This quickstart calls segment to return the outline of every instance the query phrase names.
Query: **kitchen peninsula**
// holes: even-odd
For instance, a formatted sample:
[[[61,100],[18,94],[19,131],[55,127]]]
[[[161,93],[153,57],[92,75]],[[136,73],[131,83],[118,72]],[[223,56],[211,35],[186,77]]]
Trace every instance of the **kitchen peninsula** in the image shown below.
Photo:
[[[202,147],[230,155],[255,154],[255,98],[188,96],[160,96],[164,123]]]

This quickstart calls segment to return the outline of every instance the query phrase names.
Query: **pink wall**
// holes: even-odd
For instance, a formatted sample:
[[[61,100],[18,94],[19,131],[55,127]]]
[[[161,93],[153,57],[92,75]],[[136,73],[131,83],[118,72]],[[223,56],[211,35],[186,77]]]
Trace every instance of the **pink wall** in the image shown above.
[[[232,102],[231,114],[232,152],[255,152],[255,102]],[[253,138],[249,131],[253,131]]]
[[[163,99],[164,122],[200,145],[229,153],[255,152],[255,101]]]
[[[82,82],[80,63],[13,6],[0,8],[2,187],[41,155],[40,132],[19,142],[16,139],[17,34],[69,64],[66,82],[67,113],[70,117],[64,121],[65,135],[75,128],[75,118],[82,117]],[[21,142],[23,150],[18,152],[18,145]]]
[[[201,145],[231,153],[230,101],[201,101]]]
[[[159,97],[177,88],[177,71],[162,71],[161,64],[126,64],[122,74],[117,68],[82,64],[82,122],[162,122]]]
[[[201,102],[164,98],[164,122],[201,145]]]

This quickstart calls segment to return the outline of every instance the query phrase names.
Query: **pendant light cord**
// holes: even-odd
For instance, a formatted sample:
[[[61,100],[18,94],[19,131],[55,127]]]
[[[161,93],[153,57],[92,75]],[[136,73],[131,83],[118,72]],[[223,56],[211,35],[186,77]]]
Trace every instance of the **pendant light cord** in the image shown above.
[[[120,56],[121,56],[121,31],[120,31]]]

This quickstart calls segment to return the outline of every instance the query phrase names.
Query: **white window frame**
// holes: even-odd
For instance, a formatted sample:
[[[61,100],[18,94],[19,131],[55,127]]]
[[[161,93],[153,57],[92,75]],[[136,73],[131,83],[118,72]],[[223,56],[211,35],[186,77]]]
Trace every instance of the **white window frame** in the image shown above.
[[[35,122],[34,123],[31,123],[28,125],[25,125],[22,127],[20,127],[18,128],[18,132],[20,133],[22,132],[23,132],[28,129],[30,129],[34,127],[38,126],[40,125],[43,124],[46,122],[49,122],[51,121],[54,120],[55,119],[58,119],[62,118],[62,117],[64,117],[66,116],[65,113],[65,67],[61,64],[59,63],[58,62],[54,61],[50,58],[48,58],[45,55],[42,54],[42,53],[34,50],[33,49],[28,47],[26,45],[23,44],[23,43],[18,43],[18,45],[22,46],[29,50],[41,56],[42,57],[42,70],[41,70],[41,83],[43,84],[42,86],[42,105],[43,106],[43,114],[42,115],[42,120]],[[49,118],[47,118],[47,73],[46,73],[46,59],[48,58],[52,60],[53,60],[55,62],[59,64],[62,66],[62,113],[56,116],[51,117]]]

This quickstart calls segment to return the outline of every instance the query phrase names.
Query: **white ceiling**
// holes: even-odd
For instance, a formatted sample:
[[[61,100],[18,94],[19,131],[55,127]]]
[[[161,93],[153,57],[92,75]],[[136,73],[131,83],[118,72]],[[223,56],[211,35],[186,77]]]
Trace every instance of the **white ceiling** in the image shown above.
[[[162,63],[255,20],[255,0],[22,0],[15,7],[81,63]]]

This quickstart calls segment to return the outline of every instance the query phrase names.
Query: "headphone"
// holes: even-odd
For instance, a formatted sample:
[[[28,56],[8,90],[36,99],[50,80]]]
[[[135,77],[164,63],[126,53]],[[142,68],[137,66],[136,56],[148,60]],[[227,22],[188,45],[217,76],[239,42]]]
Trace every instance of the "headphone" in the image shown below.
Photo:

EXERCISE REQUIREMENTS
Collect every line in the material that contains the word "kitchen" and copy each one in full.

SOLUTION FOR THIS TASK
Query: **kitchen peninsula**
Trace every instance of the **kitchen peninsula** in the image shown below.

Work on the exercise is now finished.